→ PROBLEM DETAILS: Duplicate these lines exactly as they stand, omitting the pictures from your answer.
··· SUPPLIED INFORMATION ···
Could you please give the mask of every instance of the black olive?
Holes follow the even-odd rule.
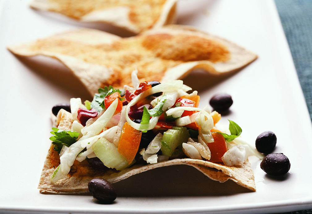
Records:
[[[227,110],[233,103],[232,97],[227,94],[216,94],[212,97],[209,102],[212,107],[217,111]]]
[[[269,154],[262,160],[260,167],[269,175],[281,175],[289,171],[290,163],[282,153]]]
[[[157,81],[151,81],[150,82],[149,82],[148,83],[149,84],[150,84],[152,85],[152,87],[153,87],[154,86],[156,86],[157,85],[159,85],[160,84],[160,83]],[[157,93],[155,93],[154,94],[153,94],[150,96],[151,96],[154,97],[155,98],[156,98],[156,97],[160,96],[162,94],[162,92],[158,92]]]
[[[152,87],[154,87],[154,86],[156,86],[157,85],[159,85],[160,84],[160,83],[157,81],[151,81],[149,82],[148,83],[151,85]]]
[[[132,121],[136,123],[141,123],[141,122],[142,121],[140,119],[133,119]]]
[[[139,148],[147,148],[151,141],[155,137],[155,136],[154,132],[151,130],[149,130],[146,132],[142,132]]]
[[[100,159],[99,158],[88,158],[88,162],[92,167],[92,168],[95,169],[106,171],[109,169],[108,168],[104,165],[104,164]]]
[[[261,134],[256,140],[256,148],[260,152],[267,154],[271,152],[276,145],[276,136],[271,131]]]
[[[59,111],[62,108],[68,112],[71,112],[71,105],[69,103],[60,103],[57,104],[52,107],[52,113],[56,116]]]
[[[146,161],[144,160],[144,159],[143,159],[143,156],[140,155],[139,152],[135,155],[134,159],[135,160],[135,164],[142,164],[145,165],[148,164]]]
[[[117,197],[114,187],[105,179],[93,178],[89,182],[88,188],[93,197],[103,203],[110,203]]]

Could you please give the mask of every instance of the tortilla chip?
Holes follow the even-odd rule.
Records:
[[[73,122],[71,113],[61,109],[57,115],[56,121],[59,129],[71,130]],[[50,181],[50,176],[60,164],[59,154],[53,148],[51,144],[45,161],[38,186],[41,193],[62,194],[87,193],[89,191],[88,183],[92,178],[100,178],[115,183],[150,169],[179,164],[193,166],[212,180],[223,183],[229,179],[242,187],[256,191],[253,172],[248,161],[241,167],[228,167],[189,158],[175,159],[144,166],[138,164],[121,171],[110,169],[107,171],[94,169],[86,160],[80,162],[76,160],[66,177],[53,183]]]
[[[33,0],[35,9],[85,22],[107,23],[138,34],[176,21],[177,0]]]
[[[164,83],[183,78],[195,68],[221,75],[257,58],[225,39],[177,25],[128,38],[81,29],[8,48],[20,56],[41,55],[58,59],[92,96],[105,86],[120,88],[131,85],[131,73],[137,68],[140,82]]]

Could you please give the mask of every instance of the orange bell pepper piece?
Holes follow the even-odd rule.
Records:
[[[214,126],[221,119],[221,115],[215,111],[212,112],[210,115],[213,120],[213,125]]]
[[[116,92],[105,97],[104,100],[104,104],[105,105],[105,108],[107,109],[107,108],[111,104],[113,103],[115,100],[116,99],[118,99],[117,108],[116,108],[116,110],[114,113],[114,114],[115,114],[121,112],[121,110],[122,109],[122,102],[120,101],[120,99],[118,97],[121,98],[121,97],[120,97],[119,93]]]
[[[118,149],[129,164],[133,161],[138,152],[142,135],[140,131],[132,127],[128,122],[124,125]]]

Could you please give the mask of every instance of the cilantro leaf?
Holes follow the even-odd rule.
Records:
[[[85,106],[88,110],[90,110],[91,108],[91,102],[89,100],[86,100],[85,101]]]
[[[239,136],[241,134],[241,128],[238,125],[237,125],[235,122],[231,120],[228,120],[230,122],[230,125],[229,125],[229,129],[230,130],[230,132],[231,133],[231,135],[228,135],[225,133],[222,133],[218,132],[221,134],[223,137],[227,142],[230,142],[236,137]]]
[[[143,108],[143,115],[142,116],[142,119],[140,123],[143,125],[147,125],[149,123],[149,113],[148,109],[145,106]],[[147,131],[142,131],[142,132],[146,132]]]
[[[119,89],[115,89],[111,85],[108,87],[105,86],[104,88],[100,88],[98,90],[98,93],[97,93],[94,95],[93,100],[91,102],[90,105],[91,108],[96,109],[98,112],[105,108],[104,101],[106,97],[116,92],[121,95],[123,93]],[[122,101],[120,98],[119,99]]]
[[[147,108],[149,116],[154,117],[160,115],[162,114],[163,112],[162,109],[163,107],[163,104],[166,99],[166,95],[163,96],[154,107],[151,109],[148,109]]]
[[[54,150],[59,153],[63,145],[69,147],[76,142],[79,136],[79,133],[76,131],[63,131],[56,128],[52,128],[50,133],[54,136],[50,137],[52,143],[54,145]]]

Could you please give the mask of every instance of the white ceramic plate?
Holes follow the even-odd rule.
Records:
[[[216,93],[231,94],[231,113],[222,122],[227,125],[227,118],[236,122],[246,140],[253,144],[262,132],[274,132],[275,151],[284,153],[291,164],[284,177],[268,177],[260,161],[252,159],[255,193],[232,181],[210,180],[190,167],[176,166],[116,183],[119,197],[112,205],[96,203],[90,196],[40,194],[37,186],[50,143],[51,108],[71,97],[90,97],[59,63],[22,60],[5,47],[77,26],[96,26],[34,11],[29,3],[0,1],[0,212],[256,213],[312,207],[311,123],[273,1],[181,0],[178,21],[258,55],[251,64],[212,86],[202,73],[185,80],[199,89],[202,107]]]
···
→ THE REPLY:
Could you please give the mask of every instance of the black olive?
Holes follow the even-odd rule.
Records:
[[[227,110],[233,103],[232,97],[227,94],[216,94],[212,97],[209,102],[212,107],[217,111]]]
[[[269,154],[262,160],[260,167],[269,175],[281,175],[289,171],[290,163],[282,153]]]
[[[157,81],[151,81],[150,82],[149,82],[148,83],[149,84],[150,84],[152,85],[152,87],[153,87],[154,86],[156,86],[157,85],[159,85],[160,84],[160,83]],[[157,93],[155,93],[154,94],[153,94],[150,96],[151,96],[154,97],[155,98],[156,98],[156,97],[160,96],[162,94],[162,92],[158,92]]]
[[[152,87],[154,87],[154,86],[156,86],[157,85],[159,85],[160,84],[160,83],[157,81],[151,81],[149,82],[148,83],[151,85]]]
[[[132,121],[136,123],[141,123],[141,122],[142,121],[140,119],[133,119]]]
[[[139,148],[147,148],[151,141],[155,137],[155,136],[154,132],[151,130],[149,130],[146,132],[142,132]]]
[[[100,159],[99,158],[88,158],[88,162],[92,167],[92,168],[95,169],[106,171],[109,169],[108,168],[104,165],[104,164]]]
[[[261,134],[256,140],[256,148],[260,152],[267,154],[271,152],[276,145],[276,136],[271,131]]]
[[[59,111],[62,108],[68,112],[71,112],[71,105],[69,103],[60,103],[57,104],[52,107],[52,113],[56,116]]]
[[[146,161],[144,160],[144,159],[143,159],[143,156],[140,155],[139,152],[135,155],[134,159],[135,160],[135,164],[142,164],[145,165],[148,164]]]
[[[117,197],[114,187],[105,179],[93,178],[89,182],[88,188],[93,197],[103,203],[110,203]]]

Could you please give the mask of every instance of the tortilla chip?
Holes follow the even-odd rule.
Records:
[[[73,122],[71,113],[61,109],[57,115],[56,121],[59,129],[71,130]],[[50,181],[50,176],[60,164],[59,154],[53,148],[51,144],[45,161],[38,186],[41,193],[62,194],[87,193],[89,191],[88,183],[92,178],[100,178],[115,183],[150,169],[179,164],[193,166],[212,180],[223,183],[229,179],[242,187],[256,191],[253,172],[248,161],[241,167],[228,167],[189,158],[175,159],[144,166],[138,164],[121,171],[110,169],[107,171],[94,169],[86,160],[80,162],[76,160],[66,177],[53,183]]]
[[[33,0],[35,9],[85,22],[107,23],[138,34],[176,21],[177,0]]]
[[[164,83],[183,78],[195,68],[221,75],[257,58],[225,39],[177,25],[128,38],[81,29],[8,48],[20,56],[41,55],[58,59],[92,96],[105,86],[120,88],[131,85],[131,73],[137,68],[140,82]]]

Could you please give the mask of every instance of the orange bell pepper piece?
Holes follow the even-odd rule.
Records:
[[[214,126],[221,119],[221,115],[215,111],[212,112],[210,115],[213,120],[213,125]]]
[[[116,92],[105,97],[104,100],[104,104],[105,105],[105,108],[107,109],[107,108],[111,104],[113,103],[115,100],[116,99],[118,99],[117,108],[116,108],[116,110],[114,113],[114,114],[115,114],[121,112],[121,110],[122,109],[122,102],[120,101],[120,99],[118,97],[121,98],[121,97],[120,97],[119,93]]]
[[[118,149],[129,164],[133,161],[138,152],[142,135],[140,131],[132,127],[128,122],[124,125]]]

Could you please give the mask of every instance of the cilantro leaf?
Holes follow the even-odd rule.
Records:
[[[85,106],[88,110],[90,110],[91,108],[91,102],[89,100],[86,100],[85,101]]]
[[[239,136],[241,134],[241,128],[238,125],[237,125],[235,122],[231,120],[228,120],[230,122],[230,125],[229,125],[229,129],[230,130],[230,132],[231,133],[231,135],[228,135],[225,133],[222,133],[218,132],[221,134],[223,137],[227,142],[230,142],[236,137]]]
[[[143,108],[143,115],[142,116],[142,119],[140,123],[143,125],[147,125],[149,123],[149,113],[148,109],[145,106]],[[147,131],[142,131],[142,132],[146,132]]]
[[[119,89],[115,89],[111,85],[108,87],[105,86],[104,88],[100,88],[98,90],[98,93],[97,93],[94,95],[93,100],[91,102],[90,105],[91,108],[96,109],[98,112],[105,108],[104,101],[106,97],[116,92],[121,95],[123,93]],[[122,101],[120,98],[119,99]]]
[[[147,108],[149,116],[154,117],[160,115],[162,114],[163,112],[162,109],[163,107],[163,104],[166,99],[166,95],[163,96],[154,107],[151,109],[148,109]]]
[[[54,150],[59,153],[63,145],[69,147],[76,142],[79,136],[79,133],[76,131],[63,131],[56,128],[52,128],[50,133],[54,136],[50,137],[52,143],[54,145]]]

Could you please give the mask of every instance of the white ceramic plate?
Holes follow the even-odd rule.
Records:
[[[216,93],[231,94],[231,113],[222,122],[227,125],[227,118],[236,122],[246,140],[253,144],[262,132],[274,132],[275,151],[284,153],[291,164],[284,177],[268,177],[260,161],[252,159],[255,193],[232,181],[210,180],[190,167],[176,166],[116,183],[119,197],[112,205],[96,203],[90,196],[40,194],[37,186],[50,143],[51,108],[71,97],[90,97],[59,63],[22,60],[5,47],[77,26],[96,26],[34,11],[29,3],[0,1],[0,212],[256,213],[312,207],[311,123],[273,1],[181,0],[178,21],[258,55],[251,64],[212,86],[202,73],[185,80],[199,89],[202,107]]]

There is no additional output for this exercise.